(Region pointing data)
◇ ◇ ◇ ◇ ◇
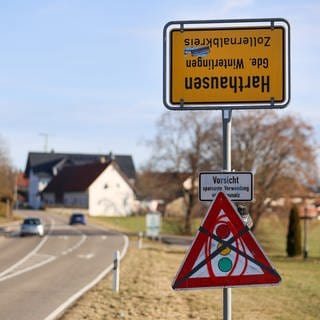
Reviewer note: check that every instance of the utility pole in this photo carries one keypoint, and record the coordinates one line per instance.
(46, 136)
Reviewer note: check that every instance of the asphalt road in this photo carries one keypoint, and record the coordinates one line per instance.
(40, 277)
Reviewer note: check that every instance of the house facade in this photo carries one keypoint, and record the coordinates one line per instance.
(42, 167)
(102, 188)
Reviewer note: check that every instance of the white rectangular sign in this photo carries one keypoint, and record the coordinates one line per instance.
(238, 186)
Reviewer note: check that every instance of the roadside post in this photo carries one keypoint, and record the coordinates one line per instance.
(225, 65)
(116, 271)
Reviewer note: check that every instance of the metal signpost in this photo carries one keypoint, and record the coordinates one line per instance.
(226, 65)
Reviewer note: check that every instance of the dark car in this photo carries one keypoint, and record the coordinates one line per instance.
(77, 218)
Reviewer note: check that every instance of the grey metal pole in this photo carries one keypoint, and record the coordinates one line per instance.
(226, 123)
(305, 235)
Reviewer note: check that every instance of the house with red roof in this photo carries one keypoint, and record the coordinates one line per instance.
(42, 167)
(100, 187)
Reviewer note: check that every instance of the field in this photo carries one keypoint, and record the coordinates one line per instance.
(147, 273)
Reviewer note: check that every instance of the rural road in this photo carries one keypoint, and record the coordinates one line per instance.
(40, 277)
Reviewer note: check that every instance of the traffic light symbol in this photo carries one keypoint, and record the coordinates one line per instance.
(224, 262)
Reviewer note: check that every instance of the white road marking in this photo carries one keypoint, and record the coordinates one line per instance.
(78, 294)
(46, 260)
(86, 256)
(25, 258)
(76, 246)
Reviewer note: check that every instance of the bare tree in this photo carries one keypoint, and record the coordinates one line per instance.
(7, 178)
(183, 144)
(279, 150)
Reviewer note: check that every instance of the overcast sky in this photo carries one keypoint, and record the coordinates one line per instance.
(86, 76)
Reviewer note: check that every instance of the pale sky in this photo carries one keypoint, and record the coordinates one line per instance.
(88, 74)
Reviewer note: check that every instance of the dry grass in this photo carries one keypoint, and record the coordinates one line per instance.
(145, 292)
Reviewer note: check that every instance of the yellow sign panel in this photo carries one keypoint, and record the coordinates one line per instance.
(227, 66)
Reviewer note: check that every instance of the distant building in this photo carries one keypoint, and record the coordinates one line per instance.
(43, 166)
(100, 187)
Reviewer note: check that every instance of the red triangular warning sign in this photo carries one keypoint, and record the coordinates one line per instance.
(224, 253)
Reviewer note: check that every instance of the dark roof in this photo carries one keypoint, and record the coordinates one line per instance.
(76, 178)
(43, 163)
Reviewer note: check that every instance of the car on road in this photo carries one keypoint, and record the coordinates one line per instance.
(32, 226)
(77, 218)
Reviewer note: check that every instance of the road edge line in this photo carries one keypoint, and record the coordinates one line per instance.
(57, 312)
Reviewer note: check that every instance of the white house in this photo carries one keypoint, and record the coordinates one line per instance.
(42, 167)
(100, 187)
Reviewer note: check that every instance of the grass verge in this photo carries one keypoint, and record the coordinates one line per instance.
(146, 275)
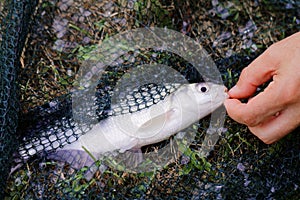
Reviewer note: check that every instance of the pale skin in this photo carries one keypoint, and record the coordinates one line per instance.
(275, 112)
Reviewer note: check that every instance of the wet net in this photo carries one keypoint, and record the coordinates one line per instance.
(52, 53)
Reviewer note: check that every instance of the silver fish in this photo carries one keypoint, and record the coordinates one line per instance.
(189, 103)
(180, 109)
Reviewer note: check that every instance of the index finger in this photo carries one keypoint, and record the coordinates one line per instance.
(258, 72)
(261, 107)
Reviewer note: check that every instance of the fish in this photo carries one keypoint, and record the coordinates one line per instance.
(177, 111)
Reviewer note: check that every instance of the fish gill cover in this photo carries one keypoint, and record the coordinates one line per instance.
(48, 48)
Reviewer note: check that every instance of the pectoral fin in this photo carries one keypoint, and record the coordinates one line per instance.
(157, 123)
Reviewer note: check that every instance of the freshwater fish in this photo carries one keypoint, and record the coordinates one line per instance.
(177, 111)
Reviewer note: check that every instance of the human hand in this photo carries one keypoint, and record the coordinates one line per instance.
(275, 112)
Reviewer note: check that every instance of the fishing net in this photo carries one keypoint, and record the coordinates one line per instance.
(49, 47)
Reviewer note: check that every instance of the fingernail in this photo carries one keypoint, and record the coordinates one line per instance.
(233, 90)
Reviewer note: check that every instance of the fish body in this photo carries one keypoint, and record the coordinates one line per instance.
(177, 111)
(180, 109)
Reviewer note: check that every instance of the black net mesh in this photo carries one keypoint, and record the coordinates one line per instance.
(46, 44)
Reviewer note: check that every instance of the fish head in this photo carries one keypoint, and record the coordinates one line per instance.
(200, 99)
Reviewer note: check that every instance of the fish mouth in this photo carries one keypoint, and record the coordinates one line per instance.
(221, 94)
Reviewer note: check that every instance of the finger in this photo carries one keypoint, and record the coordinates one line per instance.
(258, 72)
(276, 128)
(258, 109)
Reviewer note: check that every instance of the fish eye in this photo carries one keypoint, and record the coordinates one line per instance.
(202, 87)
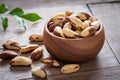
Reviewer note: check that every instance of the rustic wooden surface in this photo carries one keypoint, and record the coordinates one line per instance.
(106, 66)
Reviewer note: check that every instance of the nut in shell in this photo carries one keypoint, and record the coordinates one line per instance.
(37, 53)
(87, 23)
(52, 27)
(58, 15)
(76, 22)
(36, 38)
(69, 33)
(39, 72)
(89, 31)
(96, 24)
(11, 44)
(50, 62)
(58, 31)
(68, 25)
(28, 48)
(68, 13)
(92, 18)
(70, 68)
(21, 61)
(8, 54)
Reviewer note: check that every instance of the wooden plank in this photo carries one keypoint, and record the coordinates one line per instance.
(51, 3)
(104, 59)
(109, 15)
(101, 74)
(15, 32)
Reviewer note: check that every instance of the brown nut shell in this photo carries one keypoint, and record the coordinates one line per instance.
(39, 72)
(21, 61)
(28, 48)
(50, 62)
(37, 53)
(68, 13)
(68, 25)
(58, 31)
(69, 33)
(8, 54)
(12, 45)
(36, 38)
(70, 68)
(58, 15)
(96, 24)
(89, 31)
(76, 22)
(92, 18)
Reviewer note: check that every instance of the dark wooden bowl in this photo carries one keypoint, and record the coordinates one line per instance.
(74, 50)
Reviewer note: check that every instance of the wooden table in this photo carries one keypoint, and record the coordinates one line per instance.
(106, 66)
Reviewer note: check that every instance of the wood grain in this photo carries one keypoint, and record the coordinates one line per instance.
(102, 74)
(109, 15)
(91, 70)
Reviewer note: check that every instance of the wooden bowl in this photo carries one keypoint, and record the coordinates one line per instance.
(74, 50)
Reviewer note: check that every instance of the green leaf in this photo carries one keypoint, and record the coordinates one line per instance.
(31, 17)
(3, 8)
(21, 22)
(4, 22)
(17, 11)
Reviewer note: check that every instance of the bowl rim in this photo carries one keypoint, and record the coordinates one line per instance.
(62, 38)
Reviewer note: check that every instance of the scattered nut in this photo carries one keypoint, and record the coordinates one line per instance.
(69, 33)
(52, 27)
(58, 31)
(82, 16)
(73, 25)
(58, 15)
(78, 32)
(70, 68)
(68, 25)
(36, 38)
(92, 18)
(37, 53)
(8, 54)
(28, 48)
(20, 61)
(76, 22)
(89, 31)
(50, 62)
(68, 13)
(96, 24)
(87, 23)
(39, 72)
(11, 44)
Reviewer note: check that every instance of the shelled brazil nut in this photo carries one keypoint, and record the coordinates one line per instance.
(73, 25)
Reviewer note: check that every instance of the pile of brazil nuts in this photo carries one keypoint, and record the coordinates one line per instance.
(73, 25)
(13, 51)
◇ ◇ ◇ ◇ ◇
● **Your instructions**: Please set down every record above exactly as it appears, leaving out the pictures.

● **Exercise answer**:
Reviewer note: check that every instance of the utility pole in this photo carries one keypoint, and record the coordinates one line per instance.
(46, 136)
Reviewer note: check that every instance of the asphalt road in this photo carries one keypoint, and record the coordinates one line per instance.
(40, 277)
Reviewer note: check that every instance of the house facade in this photo carries one keypoint, and record the coordinates one line per instance.
(42, 167)
(102, 188)
Reviewer note: check that every instance of the white rectangular sign in this photo carries one keypoint, and record the coordinates one line per instance.
(238, 186)
Reviewer note: check that every instance of the roadside post in this photo carries one keypoint, and record the coordinates one line per instance.
(225, 65)
(116, 271)
Reviewer note: check that every instance of the metal signpost in this photo carries one keypoint, and record the coordinates one line per instance.
(226, 65)
Reviewer note: check that every instance of the dark car in this photo carries one keypoint, and record the coordinates one line per instance.
(77, 218)
Reviewer note: check that every instance of the grey metal pole in this photo carries one keypoint, and record the coordinates one line per instance.
(226, 123)
(305, 235)
Reviewer note: check that every instance of the house with red roof in this photo carries one keypoint, and record the coordinates one line per instance.
(42, 167)
(100, 187)
Reviewer note: check that every instance of the field in this photo carries one keypoint, and record the coordinates one line per instance.
(147, 273)
Reviewer note: check that every instance of the rural road in this photo carries one keypoint, and record the coordinates one line per instance.
(40, 277)
Reviewer note: check that every instance of the traffic light symbol in this photo carries one keypoint, and record the coordinates one line per instance.
(224, 262)
Reviewer note: check that every instance of the white road marking in this photo carries one keypoint, and record the coordinates one line per instance.
(78, 294)
(46, 260)
(86, 256)
(25, 258)
(76, 246)
Reviewer note: check that every instance of the bare tree in this photo carries one keypoint, and record the coordinates one line per instance.
(7, 178)
(183, 144)
(279, 150)
Reviewer note: check that every instance of the overcast sky in this photo carries one keypoint, and record the coordinates one line per instance.
(86, 76)
Reviewer note: check that every instance of the pale sky in this photo carries one keypoint, and record the coordinates one line per instance.
(88, 74)
Reviewer note: check that every instance of the dry grass in this photo carries one keypoint, and record the coordinates one line per instance.
(145, 292)
Reviewer note: check that every instance of the yellow sign panel in this photo carries one keypoint, and record the coordinates one line per instance.
(227, 66)
Reviewer note: check that every instance of the distant building in this photo carries one keypoint, and record the coordinates one line per instance.
(43, 166)
(100, 187)
Reviewer note: check that every instance of the red triangular warning sign in this photo carries one keypoint, and record the coordinates one line per instance.
(224, 253)
Reviewer note: check that every instance of the dark roof in this photo carries one keypoint, and record the coordinates one line per instance.
(76, 178)
(43, 163)
Reviewer note: check that every instance of the car on road in this photo carries one keypoint, and record the coordinates one line per instance.
(32, 226)
(77, 218)
Reviewer note: check that every instance of the road edge line in this photo carries one keypoint, and record the coordinates one line per instance.
(57, 312)
Reviewer note: check that every instance of the white house in this photo carries one keypoint, and record the coordinates one line per instance.
(42, 167)
(100, 187)
Reviewer note: check that every instance of the grass verge in this photo carries one keypoint, and record the coordinates one line per instance.
(146, 275)
Reviewer note: check that every instance of the pale skin in this photo carries one keypoint, and record the coordinates one line per instance.
(275, 112)
Reviewer note: check that every instance of the wet net in this photo carries one keypoint, and record the coordinates one line per instance.
(52, 53)
Reviewer note: check that every instance of the silver fish in this photo carries one keypoint, and record the coordinates one line per instance.
(189, 103)
(180, 109)
Reviewer note: check that every instance of the index finger in this photo carries one keypoint, and record the coordinates one line per instance.
(258, 72)
(261, 107)
Reviewer note: check that every instance of the fish in this photo carries one keypoint, and record the coordinates one line per instance.
(177, 111)
Reviewer note: check that every instance of the fish gill cover in this photo carries one keypoint, and record the coordinates one line per instance.
(48, 48)
Reviewer note: check that every instance of the pectoral fin in this photo carries one keypoint, and record the coordinates one line per instance.
(157, 123)
Reviewer note: check that every instance of the freshwater fish in this photo carries one keypoint, and record the coordinates one line per instance.
(177, 111)
Reviewer note: check that every instance of the human hand in this photo carries one keypoint, and record the coordinates one line per instance.
(275, 112)
Reviewer note: check that every instance of the fishing net in this photo carries one keypoint, and record the coordinates one line per instance.
(49, 47)
Reviewer note: check that every instance of the fingernail in this photo carries one keypoint, and record the coordinates one line per instance.
(233, 90)
Reviewer note: check that every instance of the fish body in this photo carries one keypoint, and record the coordinates one line per instance.
(177, 111)
(180, 109)
Reviewer note: check that every instance of the black net mesh in this photo carries one keypoint, and record the coordinates one line per instance.
(46, 44)
Reviewer note: check that every instance of the fish head in this photo carries one keypoint, and record the coordinates one line per instance.
(200, 99)
Reviewer note: check that every instance of the fish mouth in this photo carries one keypoint, and record the coordinates one line per instance.
(221, 94)
Reviewer note: check that every instance of the finger in this photo carries one keypoint, and record the coordinates one line per instance.
(258, 72)
(276, 128)
(258, 109)
Reviewer note: check that every instance of the fish eye in this photo carries one keypoint, and record the coordinates one line per instance.
(202, 87)
Reviewer note: check that every instance of the rustic wooden surface in this photo carries one keypoint, and record the coordinates one line per instance.
(106, 66)
Reviewer note: check that every instance of the nut in shell in this photo carries one keypoint, and record the coordinates one line per instance.
(37, 53)
(87, 23)
(52, 27)
(58, 15)
(76, 22)
(36, 38)
(69, 33)
(39, 72)
(89, 31)
(96, 24)
(11, 44)
(50, 62)
(58, 31)
(68, 25)
(28, 48)
(68, 13)
(92, 18)
(70, 68)
(21, 61)
(8, 54)
Reviewer note: check that every instance of the wooden plank in this photo carries one keypoint, and record the coordinates one line per instance.
(51, 3)
(104, 59)
(109, 15)
(101, 74)
(15, 32)
Reviewer note: check that every instance of the brown nut shell in this photo carries one keypoint, and record the coordinates one line per instance.
(39, 72)
(21, 61)
(28, 48)
(50, 62)
(37, 53)
(68, 13)
(68, 25)
(58, 31)
(69, 33)
(8, 54)
(12, 45)
(36, 38)
(70, 68)
(58, 15)
(96, 24)
(89, 31)
(76, 22)
(92, 18)
Reviewer note: check that every instance of the dark wooden bowl in this photo carries one keypoint, and record the coordinates one line per instance.
(74, 50)
Reviewer note: check that every instance of the wooden table in this photo carries one keypoint, and record the coordinates one line per instance.
(106, 66)
Reviewer note: check that every instance of the wood grain in this photo carries one keypoint, and record the coordinates one line per instance.
(102, 74)
(109, 15)
(91, 70)
Reviewer note: check that every instance of the wooden bowl in this photo carries one keypoint, and record the coordinates one line per instance.
(74, 50)
Reviewer note: check that every instance of the green leaf in this photo carries one keypoint, and record the coordinates one line per instance.
(31, 17)
(3, 8)
(21, 22)
(4, 22)
(17, 11)
Reviewer note: check that every instance of the bowl rim in this photo carries one keypoint, and record the coordinates one line per instance.
(62, 38)
Reviewer note: check that every instance of the scattered nut in this photo carries one keypoint, and record the coordinates one line per instance.
(69, 33)
(52, 27)
(58, 31)
(82, 16)
(73, 25)
(58, 15)
(78, 32)
(70, 68)
(68, 25)
(36, 38)
(92, 18)
(37, 53)
(8, 54)
(28, 48)
(20, 61)
(76, 22)
(89, 31)
(50, 62)
(68, 13)
(96, 24)
(87, 23)
(39, 72)
(11, 44)
Reviewer note: check that every instance of the shelled brazil nut in this photo carries one keypoint, and record the coordinates one line per instance.
(73, 25)
Reviewer note: check that every instance of the pile of brazil nuts in this photo carries one keypoint, and record the coordinates one line per instance.
(73, 25)
(13, 51)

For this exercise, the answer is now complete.